(Saved entries)
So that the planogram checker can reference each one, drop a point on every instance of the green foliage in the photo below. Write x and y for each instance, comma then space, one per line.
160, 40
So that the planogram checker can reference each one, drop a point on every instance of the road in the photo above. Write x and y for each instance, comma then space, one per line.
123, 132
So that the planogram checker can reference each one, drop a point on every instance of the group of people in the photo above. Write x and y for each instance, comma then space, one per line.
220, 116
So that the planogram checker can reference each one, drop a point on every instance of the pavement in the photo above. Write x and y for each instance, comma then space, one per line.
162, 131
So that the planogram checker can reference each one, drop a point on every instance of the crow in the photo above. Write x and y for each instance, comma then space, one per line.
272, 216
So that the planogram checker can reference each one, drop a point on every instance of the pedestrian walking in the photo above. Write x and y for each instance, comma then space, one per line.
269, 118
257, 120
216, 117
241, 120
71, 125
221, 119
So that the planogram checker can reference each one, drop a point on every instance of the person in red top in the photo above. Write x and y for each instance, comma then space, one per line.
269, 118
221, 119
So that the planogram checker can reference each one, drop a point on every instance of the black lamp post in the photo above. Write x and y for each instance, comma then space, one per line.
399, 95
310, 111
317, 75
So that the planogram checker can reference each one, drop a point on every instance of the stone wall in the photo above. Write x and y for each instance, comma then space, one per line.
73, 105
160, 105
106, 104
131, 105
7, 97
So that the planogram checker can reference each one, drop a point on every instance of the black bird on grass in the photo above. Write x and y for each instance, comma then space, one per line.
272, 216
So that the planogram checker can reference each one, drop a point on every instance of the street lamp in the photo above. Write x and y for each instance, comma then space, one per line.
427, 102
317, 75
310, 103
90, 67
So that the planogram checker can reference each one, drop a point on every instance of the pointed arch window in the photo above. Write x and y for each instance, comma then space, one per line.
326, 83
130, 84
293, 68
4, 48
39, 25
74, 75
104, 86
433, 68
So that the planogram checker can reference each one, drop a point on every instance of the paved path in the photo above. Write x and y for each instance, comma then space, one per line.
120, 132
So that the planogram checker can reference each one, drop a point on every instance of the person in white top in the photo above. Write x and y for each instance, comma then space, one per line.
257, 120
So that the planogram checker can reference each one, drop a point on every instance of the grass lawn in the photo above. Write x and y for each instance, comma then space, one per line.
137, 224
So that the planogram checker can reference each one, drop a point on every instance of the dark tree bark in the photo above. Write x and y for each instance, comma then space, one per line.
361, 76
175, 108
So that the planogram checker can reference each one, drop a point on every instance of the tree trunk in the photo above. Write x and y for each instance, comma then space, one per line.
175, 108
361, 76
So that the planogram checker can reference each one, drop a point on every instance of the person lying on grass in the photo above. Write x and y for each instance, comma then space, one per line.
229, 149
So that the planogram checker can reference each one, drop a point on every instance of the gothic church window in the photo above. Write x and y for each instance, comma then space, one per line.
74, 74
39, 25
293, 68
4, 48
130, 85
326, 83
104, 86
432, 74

◆ **TASK OBJECTIVE**
Your answer should be an exact transcription of the data above.

◆ **ANSWER FOR THE TASK**
So that the planogram checker can reference each one, drop a point on every instance of the green foliage in the photo below. Write x and y for each instance, comma then space, one per line.
160, 40
So that the planogram checker can reference each one, drop a point on every instance of the road in the photo above. Write x and y for each instance, comma then space, one per line.
123, 132
So that the planogram checker can reference each one, drop a point on every instance of the group of people in the photo above. Write x and y for each instance, comma then space, one per line.
220, 116
So that the planogram checker can reference each one, drop a point on every instance of the pavement in the photo above. Write x and y for each instance, comma then space, one per line.
162, 131
So that the planogram checker can reference each one, drop a point on every instance of the crow in the photo above. Write x and y for each instance, comma then space, one per line.
272, 216
So that the planogram checker can reference each one, drop a point on every instance of the pedestrian walking in the photo above. Write x and y for each instance, comma then space, one per line.
269, 118
257, 120
216, 117
241, 120
71, 125
221, 119
So that the planogram checker can reference each one, drop a point on every instance of the person in red top in the photo above. Write x and y for each instance, comma then space, one per line.
269, 118
221, 119
So that the planogram checker can reference each one, drop a point on every instance of the black lamp post in the photo above. Write x and y for each instance, comma then space, one per line.
399, 95
310, 111
317, 75
So that the planogram checker can reference each one, drop a point on every instance of the stone wall in the photo above. Write x and y for each instance, comma then space, one per line.
73, 105
160, 105
106, 104
131, 105
7, 97
So that the planogram checker can reference each one, drop a point on every instance of the black bird on grass in the photo above. Write x and y for each instance, comma then space, one per line.
272, 216
So that the planogram checker can reference each one, drop a point on every instance of the street lamp in the photo above. Write x and y for each instance, comma then space, one per line.
427, 102
317, 75
310, 103
90, 67
So that the planogram checker can reference each one, drop a point on every instance of the pointed arch window in the photo above. Write x and y for each instance, comma then space, one per line.
326, 83
130, 84
293, 68
4, 48
39, 25
74, 75
104, 86
433, 68
So that the planogram checker can reference each one, drop a point on every instance of the paved path in the photo above. Write x and y for each instance, comma then space, one per line.
120, 132
So that the planogram checker can reference each one, drop a point on every instance of the person in white top in the photo above. Write x and y for each instance, comma then space, one per line.
257, 120
So that the planogram checker can reference each one, drop a point on every instance of the grass lawn in the photo above. Write x and y for each instance, comma then space, one per line.
137, 224
So that the planogram checker can reference each one, drop a point on every instance of the dark tree bark in the photo above. Write x and y for each instance, comma then space, one per line.
361, 76
175, 108
So that the planogram checker can reference each one, drop a point on every instance of the tree trunk in the photo above. Write x and y for each instance, comma then space, one per line.
175, 108
361, 76
So that the planogram checker can reference each one, drop a point on every instance of the person lying on grass in the photo above. Write x and y for each instance, comma then space, one per line.
229, 149
So that the planogram checker can reference each one, drop a point on every instance of the gothic church window in the photo above. Write x and y for each instance, comma then space, one per line.
74, 74
39, 25
293, 68
4, 48
130, 85
326, 83
104, 86
432, 74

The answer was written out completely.